### PAGE EXTRACT
-=-=-=-=-
- Belle Vale ward within Liverpool
- Population: 13,653 (2021 census)
- Registered Electors: 4,385 (2023 elections)
- Metropolitan borough: City of Liverpool;
- Metropolitan county: Merseyside;
- Region: North West;
- Country: England
- Sovereign state: United Kingdom
- UK Parliament: Liverpool Garston;
- Councillors: Lynnie Hinnigan (Labour); Ruth Bennett (Labour);

= Belle Vale (Liverpool ward) =

Metropolitan borough council ward in England

Belle Vale is an electoral division of Liverpool City Council in the Liverpool Garston Parliamentary constituency.

==Background==
The ward was formed in 2004 and the boundaries were altered in 2023. From 2023 the ward is represented by two councillors.

===2004 boundaries===

2004 ward boundaries

A review by the Boundary Committee for England recommended that the council was formed of a reduced number of 90 members elected from 30 wards. The Belle Vale was created from the former Netherley and Valley wards.

The ward boundaries followed the city boundary and the North Liverpool Extension Line.

The population of the 2004 ward at the 2011 census was 15,004, and at the 2021 census was 15,613.

===2023 boundaries===

A 2022 review by the Local Government Boundary Commission for England decided that the existing 30 wards, each represented by three councillors should be replaced by 64 wards represented by 85 councillors with varying representation by one, two or three councillors per ward. The Belle Vale ward was varied as a smaller, two-member ward, retaining most of the former Belle Vale ward, losing small sections to the new Gateacre and Childwall wards.
-=-=-=-=-
### PROVIDED RECORDS

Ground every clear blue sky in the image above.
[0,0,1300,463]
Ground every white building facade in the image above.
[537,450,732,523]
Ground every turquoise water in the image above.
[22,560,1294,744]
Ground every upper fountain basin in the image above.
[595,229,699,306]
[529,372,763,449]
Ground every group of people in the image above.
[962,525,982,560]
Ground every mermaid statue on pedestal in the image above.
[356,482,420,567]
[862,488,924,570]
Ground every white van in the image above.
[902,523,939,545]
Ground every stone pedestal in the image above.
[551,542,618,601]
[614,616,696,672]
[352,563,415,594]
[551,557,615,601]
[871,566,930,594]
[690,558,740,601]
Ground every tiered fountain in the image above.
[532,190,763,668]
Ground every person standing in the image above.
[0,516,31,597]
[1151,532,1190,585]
-=-=-=-=-
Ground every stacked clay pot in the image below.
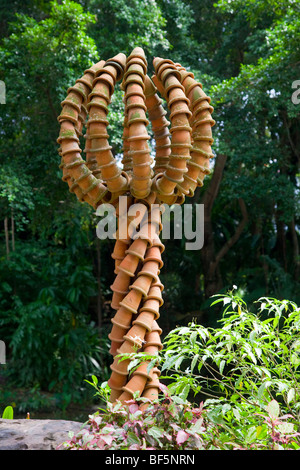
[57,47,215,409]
-=-=-=-=-
### PROBLEM
Extract the passage of the Belle Vale ward text from "Metropolitan borough council" up to and including "Liverpool Extension Line.".

### FULL ANSWER
Metropolitan borough council ward in England

Belle Vale is an electoral division of Liverpool City Council in the Liverpool Garston Parliamentary constituency.

==Background==
The ward was formed in 2004 and the boundaries were altered in 2023. From 2023 the ward is represented by two councillors.

===2004 boundaries===

2004 ward boundaries

A review by the Boundary Committee for England recommended that the council was formed of a reduced number of 90 members elected from 30 wards. The Belle Vale was created from the former Netherley and Valley wards.

The ward boundaries followed the city boundary and the North Liverpool Extension Line.